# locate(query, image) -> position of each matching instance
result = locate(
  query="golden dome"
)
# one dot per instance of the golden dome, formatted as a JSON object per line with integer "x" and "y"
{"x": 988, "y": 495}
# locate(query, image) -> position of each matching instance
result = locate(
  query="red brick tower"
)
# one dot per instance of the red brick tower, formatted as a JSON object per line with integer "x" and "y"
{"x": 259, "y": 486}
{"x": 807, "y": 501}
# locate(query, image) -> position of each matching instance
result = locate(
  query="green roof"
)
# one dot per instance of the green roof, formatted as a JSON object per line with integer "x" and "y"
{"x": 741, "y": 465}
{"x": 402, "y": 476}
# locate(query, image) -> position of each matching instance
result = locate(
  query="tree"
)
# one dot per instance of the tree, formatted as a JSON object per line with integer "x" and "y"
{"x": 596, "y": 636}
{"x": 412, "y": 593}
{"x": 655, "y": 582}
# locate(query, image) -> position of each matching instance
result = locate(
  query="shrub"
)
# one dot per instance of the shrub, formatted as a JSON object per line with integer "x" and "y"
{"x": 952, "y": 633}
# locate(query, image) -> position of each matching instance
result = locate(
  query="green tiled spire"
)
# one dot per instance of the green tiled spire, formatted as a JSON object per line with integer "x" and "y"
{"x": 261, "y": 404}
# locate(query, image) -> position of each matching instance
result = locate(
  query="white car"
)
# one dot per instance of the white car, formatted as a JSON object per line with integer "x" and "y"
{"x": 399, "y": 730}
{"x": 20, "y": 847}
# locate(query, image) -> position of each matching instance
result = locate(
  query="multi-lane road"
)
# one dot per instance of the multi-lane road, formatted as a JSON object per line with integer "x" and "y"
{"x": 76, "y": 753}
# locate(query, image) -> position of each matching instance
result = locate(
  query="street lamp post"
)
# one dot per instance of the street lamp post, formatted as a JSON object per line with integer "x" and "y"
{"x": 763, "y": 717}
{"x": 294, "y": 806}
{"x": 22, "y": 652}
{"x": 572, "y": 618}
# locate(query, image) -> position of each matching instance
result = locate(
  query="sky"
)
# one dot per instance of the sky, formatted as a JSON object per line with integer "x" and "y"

• AIM OF THE TASK
Exactly reproduce all of the entries above.

• COMPLETE RESPONSE
# locate(query, image) -> position of each matching instance
result = locate(
  query="golden dome"
)
# one dot per instance of the golden dome, formatted as a JSON object per line with integer "x" and "y"
{"x": 988, "y": 495}
# locate(query, image) -> position of each matching instance
result = locate(
  query="red brick tower"
)
# one dot per instance of the red brick tower, formatted as a JSON object per line with integer "x" and "y"
{"x": 259, "y": 486}
{"x": 807, "y": 501}
# locate(query, image) -> position of each matching instance
result = locate(
  query="green roof"
)
# one dot per instance of the green roof, formatted as a JSON object per line with integer "x" and "y"
{"x": 741, "y": 465}
{"x": 402, "y": 476}
# locate(query, image) -> position of each matching instance
result = locate(
  query="tree"
)
# one dot per instance of the tree, formatted as a JSON object per line with integer "x" and "y"
{"x": 596, "y": 636}
{"x": 412, "y": 593}
{"x": 655, "y": 582}
# locate(query, image) -> position of each matching instance
result = locate(
  query="shrub"
)
# one dot per instance of the shrub, formatted as a JSON object per line with integer "x" and "y"
{"x": 952, "y": 633}
# locate(query, image) -> position of each matching instance
result = locate(
  query="green tiled spire"
)
# one dot per instance of the green tiled spire, formatted as a JSON object per line with integer "x" and "y"
{"x": 261, "y": 404}
# locate(query, image) -> position of each matching instance
result = locate(
  query="white car"
)
# one dot per instance of the white car, formatted as a JSON object per line with integer "x" and "y"
{"x": 399, "y": 730}
{"x": 20, "y": 847}
# locate(query, image) -> position of each matching instance
result = locate(
  query="multi-lane road"
)
# one dot per instance of the multi-lane road, formatted as a JSON object per line with integer "x" and "y"
{"x": 76, "y": 753}
# locate(query, image) -> position of each matching instance
result = locate(
  query="street lamp post"
)
# one dot per instance of the street lamp post, formatted as a JSON object per line with integer "x" and "y"
{"x": 763, "y": 717}
{"x": 294, "y": 806}
{"x": 22, "y": 652}
{"x": 572, "y": 618}
# locate(query, image) -> position of each matching instance
result = locate(
  query="sky"
)
# one dot per instance of the sky, formatted as a JSON object per line with integer "x" and "y"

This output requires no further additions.